(Referring expression pointing data)

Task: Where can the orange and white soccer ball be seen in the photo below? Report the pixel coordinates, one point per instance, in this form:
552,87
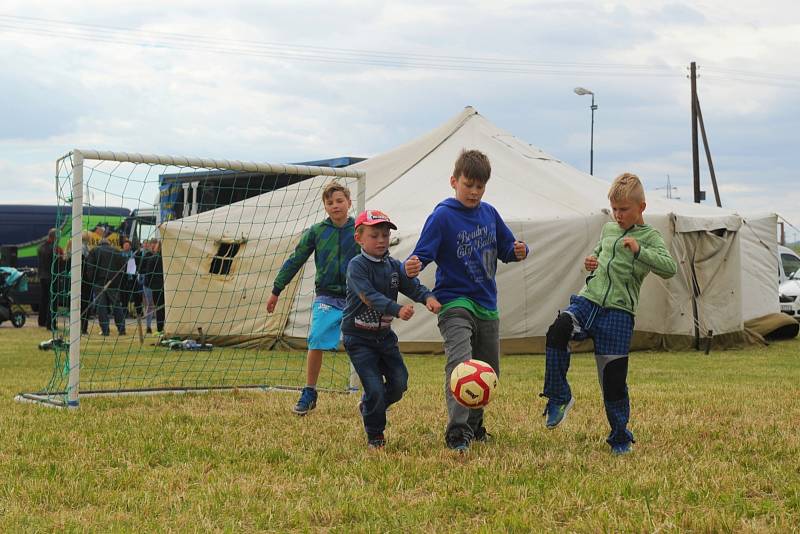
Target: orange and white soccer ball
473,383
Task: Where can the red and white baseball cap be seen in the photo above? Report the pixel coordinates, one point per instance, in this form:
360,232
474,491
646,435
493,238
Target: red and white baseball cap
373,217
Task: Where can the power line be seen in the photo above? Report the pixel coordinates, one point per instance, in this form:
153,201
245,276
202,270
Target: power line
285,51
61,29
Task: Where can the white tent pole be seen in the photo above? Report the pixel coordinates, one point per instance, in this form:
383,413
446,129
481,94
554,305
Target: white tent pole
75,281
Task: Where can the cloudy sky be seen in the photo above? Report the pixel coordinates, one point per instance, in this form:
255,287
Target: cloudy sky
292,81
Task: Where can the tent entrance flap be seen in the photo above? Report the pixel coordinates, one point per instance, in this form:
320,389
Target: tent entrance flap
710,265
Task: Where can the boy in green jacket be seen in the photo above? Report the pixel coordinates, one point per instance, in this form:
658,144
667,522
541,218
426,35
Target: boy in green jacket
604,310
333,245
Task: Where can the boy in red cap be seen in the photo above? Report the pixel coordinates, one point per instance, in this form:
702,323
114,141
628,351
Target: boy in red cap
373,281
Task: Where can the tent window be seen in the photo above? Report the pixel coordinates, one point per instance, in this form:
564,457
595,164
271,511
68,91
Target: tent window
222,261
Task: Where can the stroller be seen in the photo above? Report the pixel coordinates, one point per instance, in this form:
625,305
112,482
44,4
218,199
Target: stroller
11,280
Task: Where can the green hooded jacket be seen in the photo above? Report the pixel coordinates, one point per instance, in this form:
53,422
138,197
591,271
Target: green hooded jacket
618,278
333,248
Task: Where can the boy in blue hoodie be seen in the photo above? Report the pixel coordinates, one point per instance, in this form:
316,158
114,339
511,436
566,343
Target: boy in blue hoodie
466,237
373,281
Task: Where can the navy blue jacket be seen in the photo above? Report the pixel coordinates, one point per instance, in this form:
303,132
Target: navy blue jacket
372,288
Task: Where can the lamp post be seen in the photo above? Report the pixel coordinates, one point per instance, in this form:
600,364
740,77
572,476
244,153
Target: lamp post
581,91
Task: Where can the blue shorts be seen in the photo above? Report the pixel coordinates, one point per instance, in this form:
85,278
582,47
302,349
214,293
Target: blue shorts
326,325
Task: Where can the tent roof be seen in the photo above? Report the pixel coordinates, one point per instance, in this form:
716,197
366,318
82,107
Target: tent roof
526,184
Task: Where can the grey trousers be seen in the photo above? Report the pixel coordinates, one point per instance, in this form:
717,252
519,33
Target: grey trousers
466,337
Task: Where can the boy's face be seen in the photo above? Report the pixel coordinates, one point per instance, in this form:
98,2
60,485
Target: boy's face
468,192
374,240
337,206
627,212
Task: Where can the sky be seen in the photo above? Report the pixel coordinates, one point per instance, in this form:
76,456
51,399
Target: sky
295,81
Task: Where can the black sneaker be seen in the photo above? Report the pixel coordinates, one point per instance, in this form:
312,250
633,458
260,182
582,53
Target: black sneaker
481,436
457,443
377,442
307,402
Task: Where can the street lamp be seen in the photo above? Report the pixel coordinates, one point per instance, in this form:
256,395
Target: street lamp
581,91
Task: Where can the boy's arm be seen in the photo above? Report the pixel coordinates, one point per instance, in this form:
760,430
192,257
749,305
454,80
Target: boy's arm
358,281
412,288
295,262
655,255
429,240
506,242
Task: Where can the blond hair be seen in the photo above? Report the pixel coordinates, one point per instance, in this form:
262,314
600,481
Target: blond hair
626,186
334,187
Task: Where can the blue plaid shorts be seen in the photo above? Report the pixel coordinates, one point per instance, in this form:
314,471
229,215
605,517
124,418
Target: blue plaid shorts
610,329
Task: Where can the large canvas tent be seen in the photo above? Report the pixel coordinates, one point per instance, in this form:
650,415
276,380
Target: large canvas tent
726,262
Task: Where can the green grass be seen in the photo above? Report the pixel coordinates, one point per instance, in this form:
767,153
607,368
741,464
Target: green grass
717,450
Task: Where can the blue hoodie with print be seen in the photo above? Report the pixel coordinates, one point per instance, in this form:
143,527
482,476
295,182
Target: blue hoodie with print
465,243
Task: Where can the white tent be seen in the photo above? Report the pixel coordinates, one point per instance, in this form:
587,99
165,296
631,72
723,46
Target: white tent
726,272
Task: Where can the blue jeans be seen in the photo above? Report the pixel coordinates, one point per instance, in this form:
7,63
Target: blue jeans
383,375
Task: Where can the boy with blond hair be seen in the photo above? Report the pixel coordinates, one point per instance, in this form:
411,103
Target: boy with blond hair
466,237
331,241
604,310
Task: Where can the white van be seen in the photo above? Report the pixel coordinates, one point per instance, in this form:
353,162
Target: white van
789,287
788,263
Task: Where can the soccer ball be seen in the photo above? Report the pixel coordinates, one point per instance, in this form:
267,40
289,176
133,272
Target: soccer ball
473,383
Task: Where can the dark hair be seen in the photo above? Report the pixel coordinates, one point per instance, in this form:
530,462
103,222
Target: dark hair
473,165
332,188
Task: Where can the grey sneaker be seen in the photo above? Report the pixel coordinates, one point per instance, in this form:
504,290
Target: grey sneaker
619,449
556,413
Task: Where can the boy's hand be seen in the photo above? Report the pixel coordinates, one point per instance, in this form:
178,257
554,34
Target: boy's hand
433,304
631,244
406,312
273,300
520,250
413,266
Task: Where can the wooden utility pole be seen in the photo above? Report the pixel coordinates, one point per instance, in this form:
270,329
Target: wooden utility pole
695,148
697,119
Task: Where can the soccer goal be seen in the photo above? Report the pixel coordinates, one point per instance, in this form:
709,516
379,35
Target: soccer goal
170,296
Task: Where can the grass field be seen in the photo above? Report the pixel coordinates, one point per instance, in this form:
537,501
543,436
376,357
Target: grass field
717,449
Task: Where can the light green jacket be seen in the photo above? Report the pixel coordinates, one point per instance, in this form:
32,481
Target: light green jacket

> **Task to carry out**:
Each record above should be returned unchanged, except that the pictures are dropped.

> **Problem solution**:
Task: Where can the orange and white soccer ball be seen in the photo below? Report the pixel coordinates, one point per instance, in this form:
552,87
Target: orange and white soccer ball
473,383
Task: Where can the red and white baseball cap be seen in the photo above? Report the pixel coordinates, one point per instance, in this form:
360,232
474,491
646,435
493,238
Target: red and white baseball cap
373,217
Task: Where can the power line be seen in the photo above? Report the pixel coordinates, one point per instance, in this form:
153,201
245,276
202,270
Target: power line
285,51
61,29
Task: Where can the white tent pole be seen in the photo above? Report the pixel coordinates, one point per instance, in this form:
383,413
446,129
481,94
554,305
Target: white tent pole
75,281
Task: Where can the cloudy sky be seen in the photo above? Report the pixel coordinates, one point per instance, in this form:
255,287
Target: cloudy sky
292,81
Task: Where can the tent entrance flap be seen in the photo above? Report the pixel coordinates, one point per instance, in this form:
320,389
Target: tent entrance flap
710,265
Task: Where can the boy in green jacket be seen in the photo above? Report the pixel coordinates, one point per instance, in this form:
658,144
667,522
541,218
426,35
Target: boy in green jacket
604,310
333,245
Task: Where can the boy in red cap be seen in the photo above? Report the pixel coordinates, one point per instance, in this form:
702,323
114,141
628,351
Target: boy in red cap
373,281
Task: Where can the tent window be seen in the photo above? Report the pixel coordinates, one point per instance, in this form:
564,457
595,164
271,511
68,91
Target: tent window
222,261
Task: Where can the stroller be seen in the photo above? Report the pixel coordinates, one point per instance, in this form:
625,305
112,482
44,4
218,199
Target: stroller
11,280
Task: Where can the green hooded jacket be seen in the photo above? Report the pixel coordinates, one point per instance, in this form:
53,422
138,197
591,271
Target: green hooded jacket
618,278
333,248
Task: Where can the boy in blue hoodie be seen in the photo above? Report the pixel coordinates, one point per instance, in this form:
316,158
114,339
511,436
566,343
Target: boy in blue hoodie
466,237
373,281
Task: Where can the navy blue jacket be seen in the photo above? Report the pixel coordinates, one point per instance, in this form:
303,132
Target: navy blue jacket
372,288
Task: Where can the lamp post be seen in the photo above? Report the pixel coordinates, one point per instance, in this form:
600,364
740,77
572,476
244,153
Target: lamp post
581,91
Task: Where can the blue shorts be seen in the photo above? Report the pixel coordinates, one point per instance, in this form:
85,278
582,47
302,349
214,293
Target: blue shorts
326,325
Task: Where can the tent roof be seen in the photo above? Report the pixel coordinates, one point per instance, in this form:
716,197
366,318
82,107
Target: tent roof
526,184
Task: Where can the grey trousers be seen in the photo above? Report the pixel coordinates, one point per instance, in this form:
717,252
519,33
Target: grey trousers
466,337
Task: Where can the boy's face be seen in the photo above? Report the pixel coordinates, one point per instance, in this form:
98,2
60,485
Target: boy's face
468,192
374,240
337,206
627,212
Task: Where can the sky be seen in the photo above? Report the pixel coordinates, one point per instance, in this form:
76,456
51,399
Target: sky
295,81
Task: Where can the black sneaker be seen in the photo above? Report the pixel coordinates, one point per instance, in this form:
312,250
633,458
260,182
582,53
Target: black sneaker
481,436
457,443
377,442
307,402
Task: Where can the street lamp be seen in the photo above? Report the pixel coordinates, one point per instance, in this form:
256,395
Target: street lamp
581,91
Task: Where can the boy's arm be seen in the photo above? Report the pixel coordinates, one point per instance, in this form:
760,430
192,257
749,305
454,80
Target: boy's arm
358,281
412,288
295,262
655,255
429,240
506,242
Task: Where can the blond hair be seen in the photo above? Report the pixel coordinates, one point per instance, in this form:
262,314
600,481
Target: blond hair
626,186
334,187
Task: Where can the blue plaid shorts be seen in the photo above? Report the pixel coordinates, one point per instance, in this form:
314,471
229,215
605,517
124,418
Target: blue plaid shorts
610,329
Task: Where can the large canvas tent be seen in the photo above? Report the pixel coordinates, one point per instance, in this form:
650,415
276,380
Target: large canvas tent
726,262
Task: Where can the green grass be seen in the photo above? Report the pixel coordinates, one point per instance, in this form:
767,153
607,368
741,464
Target: green grass
717,450
Task: Where can the blue hoodie with print be seen in the photo above? Report the pixel coordinates, one point per instance, in this form:
143,527
482,476
295,182
Target: blue hoodie with print
465,243
Task: Where can the white tent be seen in the photo above? Report the pixel coordinates, one point per instance, in this form:
587,99
165,296
631,72
723,46
Target: white tent
726,272
Task: Where can the blue jeans be seen in the photo above? Report the pixel coordinates, one point per instance, in this form:
7,63
Target: blue jeans
383,375
Task: Where can the boy with blond hair be seen in the photo above? Report the pixel coordinates, one point per instance, in this form:
411,103
Target: boy with blond hair
466,237
331,241
604,310
Task: Where can the white van be seen in the photo above? Report the pixel coordinates, one point per instance, in this form:
353,162
Target: white van
789,287
788,263
Task: Where can the soccer ball be seen in the photo above? Report the pixel coordinates, one point per instance, in this form:
267,40
289,176
133,272
Target: soccer ball
473,383
Task: Where can the dark hair be seen in the photo above? Report the pixel coordinates, one point per instance, in this form:
530,462
103,222
Target: dark hair
473,165
332,188
Task: Where can the grey sneaker be seen in the photo above? Report the pixel coordinates, one point per instance, in this form:
504,290
Target: grey sneaker
619,449
556,413
Task: Where can the boy's hand be seen in the photo above? Report the pixel coordinates, one point per instance, in this form:
178,257
554,34
Target: boy's hand
433,304
631,244
406,312
273,300
520,250
413,266
Task: Where can the wooden utility pole be seen in the photo above? Report the pixel coordinates, one point per instance, in this form:
270,329
Target: wooden utility pole
695,148
697,119
Task: Where can the soccer goal be seen in the photo above? Report the pixel coordinates, one point per instance, in this form:
709,516
379,35
Target: soccer goal
170,296
Task: Where can the grass field be seen in the photo above? Report the pixel coordinates, one point per instance, in this form:
537,501
543,436
376,357
Target: grass field
717,449
Task: Where can the light green jacket be seen in the photo above? Report the pixel coordinates, one point per instance, in this form:
32,481
Target: light green jacket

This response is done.